**Request:**
Extend the Aladdin Sane passage below by writing what would come next after its final sentence.

In 1973, the UK had just joined the European Economic Community, IRA bombs exploded in London, the Lofthouse Colliery Disaster claimed the lives of seven men, VAT came into being, the Austin Allegra rolled off Leyland production lines, women were admitted to the London Stock Exchange for the first time and the Cod Wars with Iceland slumbered on. Lord knows the youth needed something exciting to believe in.
As an introspective fourteen year old, I bought Aladdin Sane on the day it was released. In the documentary, Cracked Actor, there is a clip of the queue outside the Liverpool Empire on 10th June. They are largely smartly dressed youngsters, some with ties and wearing cardigans as though they’d just come home from school. I was inside, dressed much the same, watching the matinee show, while my mother and her sister were at the ABC Cinema across the road. Truth is the point of Art not perfection. Aladdin Sane was to me the diary of a Rock Star describing exotic worlds I’d never experience: America, an alien future, city riots, the boudoir of a beautiful woman. It spoke truth to me like no other album and has stayed with me my whole life. It’s easily the album I’ve listened to the most. Aladdin Sane may not be everyone’s favourite Bowie album but it’s mine.

This is how The Spiders sounded live (minus Garson), The Jean Genie performed on TOTP:
Great review, thanks, and it’s sending me back to the album. Amazing TOTP clip too, though the sound stutters any way I try to watch it on the laptop. I even downloaded it with the same result. Fine on the phone though – strange. Anybody else?
No problems on an iPad.
Restarting the laptop fixed it. Indigestion, probably.
Absolute belter of a review, thanks for that. It’s an album I like the idea of more than I like the sounds in the grooves.
I first heard it the week it came out – my sixth-form football and school mate Steve Coles bought it on release, having played the last few Bowie’s incessantly for months in anticipation. I can still recall exactly where and with whom I was on first hearing it, and my impression then remains unchanged today; it’s a fundamentally nasty and uncomfortable listen.
Inevitably, I acquired my own copy, which got rather few plays over the years. A CD copy became mine eventually but not until the 24-bit remaster series that came out in 1999. I bought the whole lot of them, and therby acquired my own pristine soundtrack to bad drugs and reckless abandon. I don’t believe I’ve spun the disc up once since then. It’s too much like hard work for me. I do appreciate your forensic analysis though, and I can fully understand why you love it so much. I’m more of a Pinups guy.
PS the styling abomination on four wheels was called the Allegro, with an o not an a.
Thank you for this. It felt wrong when I typed it.

**Dataset excerpts:**
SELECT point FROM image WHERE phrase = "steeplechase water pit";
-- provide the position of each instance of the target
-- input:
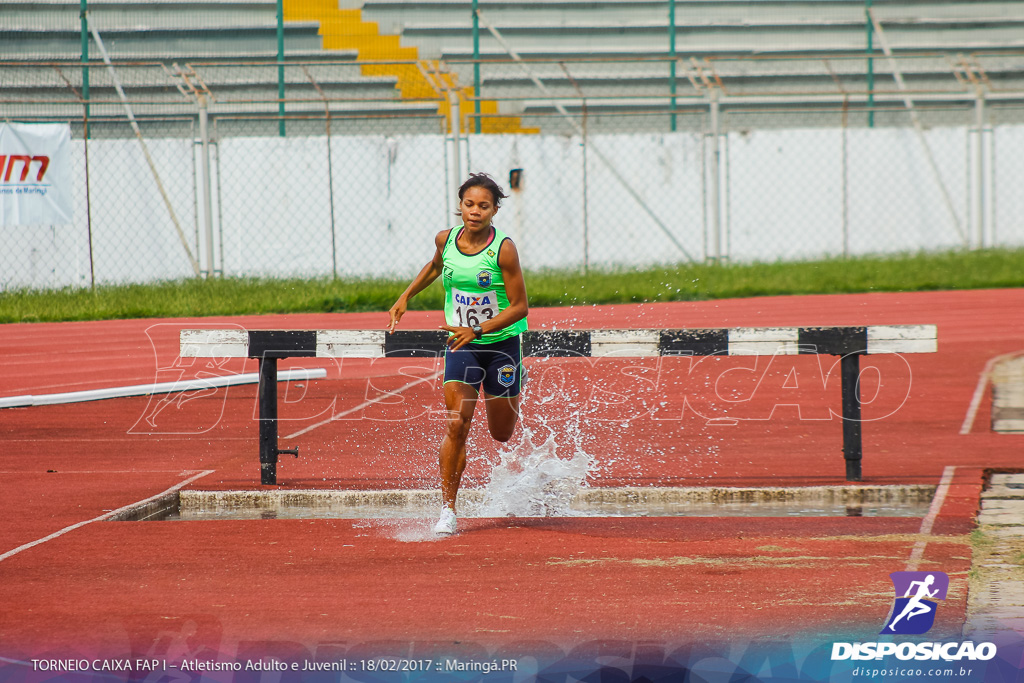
(888, 501)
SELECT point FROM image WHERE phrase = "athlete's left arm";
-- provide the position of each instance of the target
(515, 290)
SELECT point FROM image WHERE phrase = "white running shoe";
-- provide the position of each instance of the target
(445, 525)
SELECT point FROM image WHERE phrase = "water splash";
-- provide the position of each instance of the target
(538, 478)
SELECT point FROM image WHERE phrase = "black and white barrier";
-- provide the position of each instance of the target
(848, 342)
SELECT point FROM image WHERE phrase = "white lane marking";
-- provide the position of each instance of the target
(338, 416)
(979, 390)
(929, 521)
(103, 516)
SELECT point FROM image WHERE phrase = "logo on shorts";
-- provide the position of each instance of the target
(916, 595)
(506, 375)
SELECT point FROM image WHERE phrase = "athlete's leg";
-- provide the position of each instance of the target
(503, 413)
(460, 399)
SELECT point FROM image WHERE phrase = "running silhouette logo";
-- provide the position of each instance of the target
(916, 596)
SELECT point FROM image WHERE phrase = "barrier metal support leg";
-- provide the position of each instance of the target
(850, 373)
(268, 450)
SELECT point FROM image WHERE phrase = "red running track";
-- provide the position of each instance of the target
(140, 588)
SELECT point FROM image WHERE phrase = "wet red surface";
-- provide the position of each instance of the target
(142, 587)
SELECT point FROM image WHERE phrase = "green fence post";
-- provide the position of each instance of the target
(281, 68)
(85, 59)
(476, 68)
(672, 65)
(870, 65)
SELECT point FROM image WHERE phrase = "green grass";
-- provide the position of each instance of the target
(233, 296)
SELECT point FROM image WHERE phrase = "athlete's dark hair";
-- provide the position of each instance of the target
(485, 181)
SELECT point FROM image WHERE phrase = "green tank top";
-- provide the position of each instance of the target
(474, 289)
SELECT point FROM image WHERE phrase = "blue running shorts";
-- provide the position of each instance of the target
(498, 367)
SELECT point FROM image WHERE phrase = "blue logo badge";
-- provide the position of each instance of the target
(506, 375)
(916, 596)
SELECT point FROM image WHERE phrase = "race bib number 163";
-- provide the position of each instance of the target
(470, 309)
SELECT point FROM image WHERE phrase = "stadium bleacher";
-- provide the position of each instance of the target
(599, 56)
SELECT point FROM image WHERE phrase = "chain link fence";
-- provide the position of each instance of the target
(353, 179)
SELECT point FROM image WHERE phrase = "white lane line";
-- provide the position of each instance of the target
(979, 390)
(338, 416)
(103, 516)
(929, 521)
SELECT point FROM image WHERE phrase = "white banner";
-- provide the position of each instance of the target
(35, 174)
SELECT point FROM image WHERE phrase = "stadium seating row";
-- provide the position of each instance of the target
(605, 56)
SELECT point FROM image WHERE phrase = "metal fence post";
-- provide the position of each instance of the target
(672, 65)
(476, 68)
(979, 169)
(204, 133)
(870, 63)
(281, 68)
(716, 176)
(85, 61)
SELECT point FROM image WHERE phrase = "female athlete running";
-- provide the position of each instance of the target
(485, 313)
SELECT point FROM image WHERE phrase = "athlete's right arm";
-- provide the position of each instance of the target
(428, 274)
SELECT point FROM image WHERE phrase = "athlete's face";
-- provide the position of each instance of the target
(477, 207)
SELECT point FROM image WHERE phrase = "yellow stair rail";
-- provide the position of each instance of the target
(345, 30)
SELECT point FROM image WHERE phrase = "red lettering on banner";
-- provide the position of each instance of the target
(27, 161)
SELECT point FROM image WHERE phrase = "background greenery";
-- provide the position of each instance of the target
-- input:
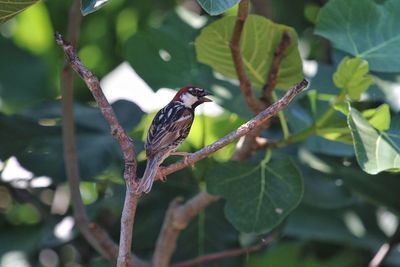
(329, 186)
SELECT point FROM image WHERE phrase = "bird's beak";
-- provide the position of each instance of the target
(206, 99)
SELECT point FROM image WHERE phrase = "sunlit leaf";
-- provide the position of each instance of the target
(259, 196)
(260, 38)
(169, 52)
(376, 150)
(378, 117)
(10, 8)
(352, 76)
(216, 7)
(89, 6)
(35, 138)
(367, 29)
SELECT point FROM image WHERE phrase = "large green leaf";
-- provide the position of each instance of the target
(208, 232)
(367, 29)
(10, 8)
(259, 41)
(376, 150)
(165, 57)
(378, 189)
(216, 7)
(258, 196)
(352, 76)
(89, 6)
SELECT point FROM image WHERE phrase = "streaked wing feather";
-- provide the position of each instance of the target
(169, 131)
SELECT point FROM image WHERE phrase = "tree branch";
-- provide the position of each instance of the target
(177, 217)
(94, 234)
(245, 85)
(244, 129)
(385, 249)
(270, 85)
(228, 253)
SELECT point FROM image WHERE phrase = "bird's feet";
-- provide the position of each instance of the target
(160, 173)
(185, 156)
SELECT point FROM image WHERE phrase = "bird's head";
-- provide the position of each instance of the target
(192, 96)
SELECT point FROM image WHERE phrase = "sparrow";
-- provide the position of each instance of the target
(168, 130)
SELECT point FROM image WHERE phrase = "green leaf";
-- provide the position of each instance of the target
(378, 117)
(10, 8)
(258, 196)
(23, 79)
(260, 38)
(378, 189)
(90, 6)
(169, 52)
(217, 7)
(34, 137)
(352, 76)
(278, 256)
(367, 29)
(376, 150)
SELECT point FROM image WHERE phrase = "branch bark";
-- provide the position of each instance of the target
(244, 129)
(177, 217)
(96, 236)
(385, 249)
(270, 85)
(245, 85)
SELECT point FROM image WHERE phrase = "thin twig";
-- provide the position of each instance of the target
(244, 129)
(274, 71)
(95, 235)
(177, 217)
(245, 85)
(227, 253)
(385, 249)
(124, 253)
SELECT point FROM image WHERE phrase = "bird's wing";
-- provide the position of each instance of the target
(169, 129)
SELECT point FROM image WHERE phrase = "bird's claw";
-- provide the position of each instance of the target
(163, 177)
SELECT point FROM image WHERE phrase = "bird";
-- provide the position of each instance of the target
(168, 130)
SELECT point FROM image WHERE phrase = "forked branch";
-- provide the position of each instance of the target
(244, 129)
(125, 257)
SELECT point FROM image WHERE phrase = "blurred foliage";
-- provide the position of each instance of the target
(262, 38)
(330, 189)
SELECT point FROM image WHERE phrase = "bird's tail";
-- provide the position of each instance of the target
(146, 182)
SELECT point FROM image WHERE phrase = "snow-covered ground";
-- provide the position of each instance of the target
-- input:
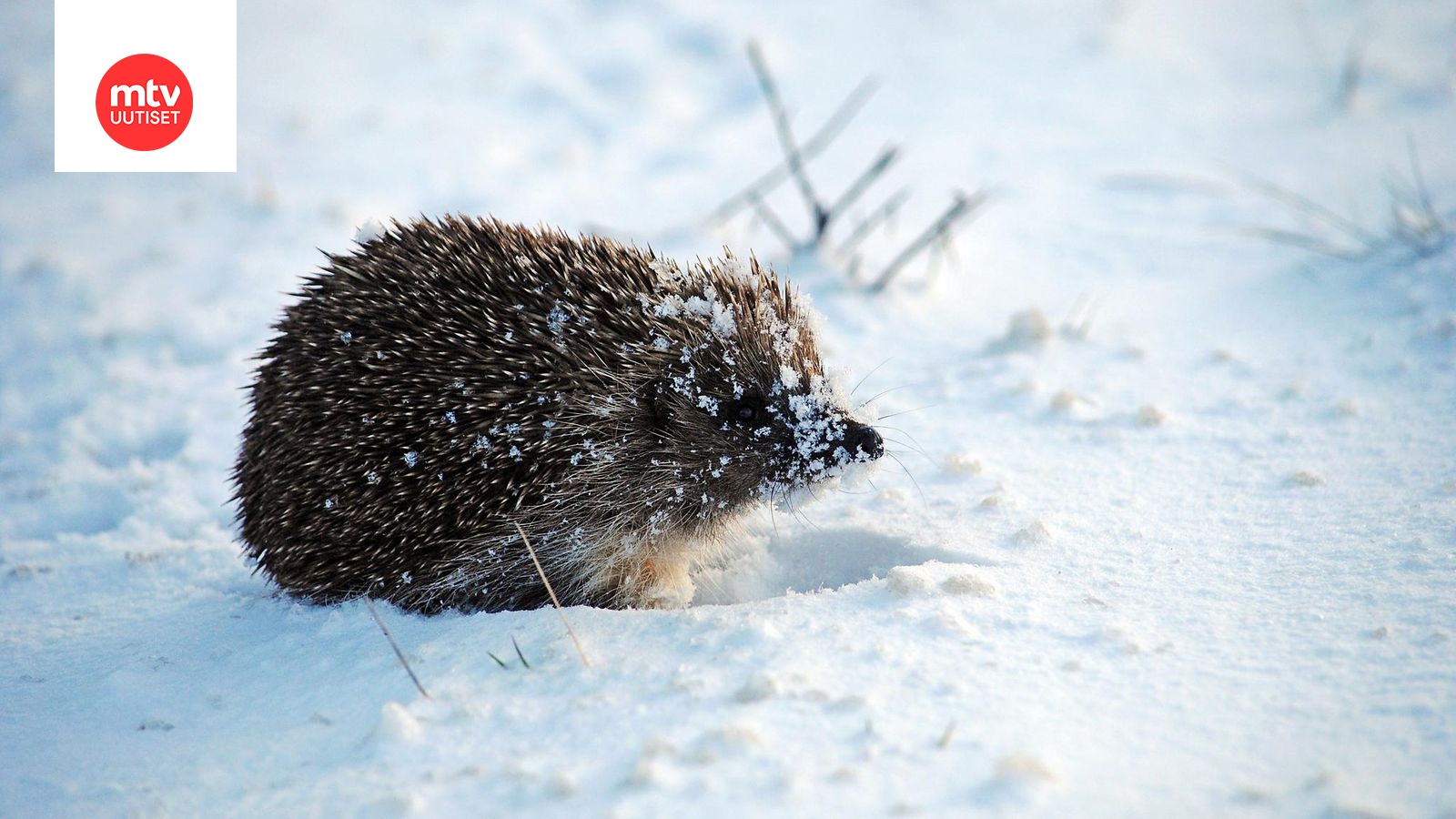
(1188, 548)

**The output:**
There was a ruthlessness in David Bowie at this point. Ziggy Stardust had proved him right all along. Prior to that, he’d tried many styles and collaborators and cast them aside like changing clothes. After Ziggy, even people who seemed essential to his success weren’t safe. He did make amends later to some of those left by the wayside but in 1973, when his success was assured, he remained very focussed on himself and nothing else.
By Ziggy, Bowie had been plying his trade for nearly ten years, with only one hit single to show for it. It’s not surprising that when mega stardom arrived, he was going to make the most of it and in Tony DeFries, had a manager who was ferociously ruthless (as Bowie later found to his detriment)
Like many other musicians, he’d been trying different styles until one finally clicked with the public. This meant he’d built up quite a back catalogue, but cleverly these are regarded as part of his chameleon nature, rather than just chasing success.
Exactly. What he was very good at was spotting a coming trend and managing to make it his idea to mass acclaim.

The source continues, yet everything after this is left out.